» **Assignment**
Copy, exactly and without additions, every line in the records below from the one holding "An <instance> block" through the one holding "negative clicks: (142, 122)", both ends included.

» **Excerpted records**
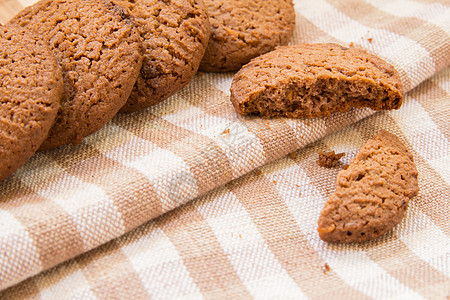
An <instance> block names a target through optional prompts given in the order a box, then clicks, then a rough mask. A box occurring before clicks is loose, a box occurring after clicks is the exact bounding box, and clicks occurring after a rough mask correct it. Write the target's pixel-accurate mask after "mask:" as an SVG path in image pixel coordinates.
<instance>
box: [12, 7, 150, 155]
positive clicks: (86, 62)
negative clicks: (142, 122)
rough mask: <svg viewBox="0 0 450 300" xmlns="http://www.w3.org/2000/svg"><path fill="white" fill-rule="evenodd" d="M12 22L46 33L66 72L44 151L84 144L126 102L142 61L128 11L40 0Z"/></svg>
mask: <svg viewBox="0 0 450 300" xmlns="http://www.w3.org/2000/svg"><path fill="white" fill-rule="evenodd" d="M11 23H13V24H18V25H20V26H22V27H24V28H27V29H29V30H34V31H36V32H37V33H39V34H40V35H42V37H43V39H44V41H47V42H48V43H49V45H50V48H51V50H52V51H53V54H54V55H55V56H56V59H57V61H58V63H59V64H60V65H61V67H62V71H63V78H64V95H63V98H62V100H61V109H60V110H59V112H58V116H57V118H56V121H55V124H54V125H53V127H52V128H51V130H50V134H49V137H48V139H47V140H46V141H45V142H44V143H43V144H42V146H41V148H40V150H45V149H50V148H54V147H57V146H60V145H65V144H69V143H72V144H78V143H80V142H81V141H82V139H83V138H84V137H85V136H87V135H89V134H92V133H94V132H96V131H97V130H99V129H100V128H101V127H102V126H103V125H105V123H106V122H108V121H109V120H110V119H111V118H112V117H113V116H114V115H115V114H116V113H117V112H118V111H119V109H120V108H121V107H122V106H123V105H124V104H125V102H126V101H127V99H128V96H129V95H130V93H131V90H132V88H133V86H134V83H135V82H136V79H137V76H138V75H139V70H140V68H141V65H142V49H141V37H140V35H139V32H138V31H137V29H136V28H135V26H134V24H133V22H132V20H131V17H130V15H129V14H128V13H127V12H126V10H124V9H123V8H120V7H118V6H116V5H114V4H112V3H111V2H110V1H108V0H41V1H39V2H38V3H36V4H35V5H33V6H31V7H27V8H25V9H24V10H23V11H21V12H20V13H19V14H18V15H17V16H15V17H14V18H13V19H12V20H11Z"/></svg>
---
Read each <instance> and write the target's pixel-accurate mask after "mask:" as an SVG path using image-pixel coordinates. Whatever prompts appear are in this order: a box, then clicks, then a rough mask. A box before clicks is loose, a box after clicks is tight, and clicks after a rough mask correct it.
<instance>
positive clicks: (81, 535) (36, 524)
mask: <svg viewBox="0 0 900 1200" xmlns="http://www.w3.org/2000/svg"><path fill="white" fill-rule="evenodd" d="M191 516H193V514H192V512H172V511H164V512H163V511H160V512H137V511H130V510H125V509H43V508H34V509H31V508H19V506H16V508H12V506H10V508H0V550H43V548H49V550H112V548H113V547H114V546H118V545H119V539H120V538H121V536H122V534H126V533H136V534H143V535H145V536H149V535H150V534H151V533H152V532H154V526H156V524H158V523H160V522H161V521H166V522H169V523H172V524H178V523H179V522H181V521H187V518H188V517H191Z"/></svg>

» **Answer box**
An <instance> block names a target through optional prompts given in the order a box, then clicks, then a rough mask. A box occurring before clicks is loose, a box occurring after clicks is the exact bounding box, and clicks occurring after a rough mask correct it. Write the target's pixel-accurate mask after "mask:" as an SVG path in image pixel coordinates.
<instance>
box: [12, 7, 150, 155]
positive clicks: (86, 62)
negative clicks: (142, 122)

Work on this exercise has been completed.